Stored data entries
- - - - - - -

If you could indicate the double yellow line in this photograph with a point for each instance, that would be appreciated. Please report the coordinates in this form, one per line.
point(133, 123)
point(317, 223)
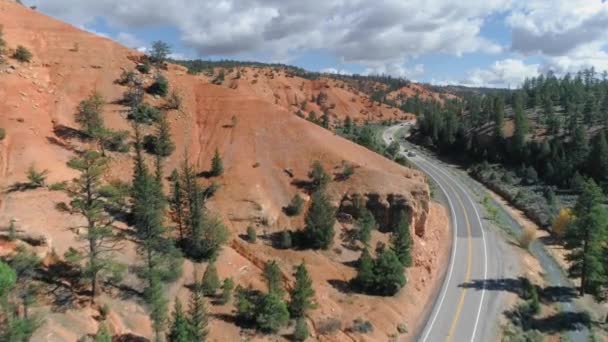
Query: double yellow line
point(469, 263)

- - - - - - -

Exercise instructions
Print the data word for word and omit the pictures.

Task output
If you could indicate the double yellow line in this photograph with a point for each instance, that would be appreciated. Please report the coordinates in this form, one per line.
point(133, 123)
point(317, 223)
Query: double yellow line
point(469, 263)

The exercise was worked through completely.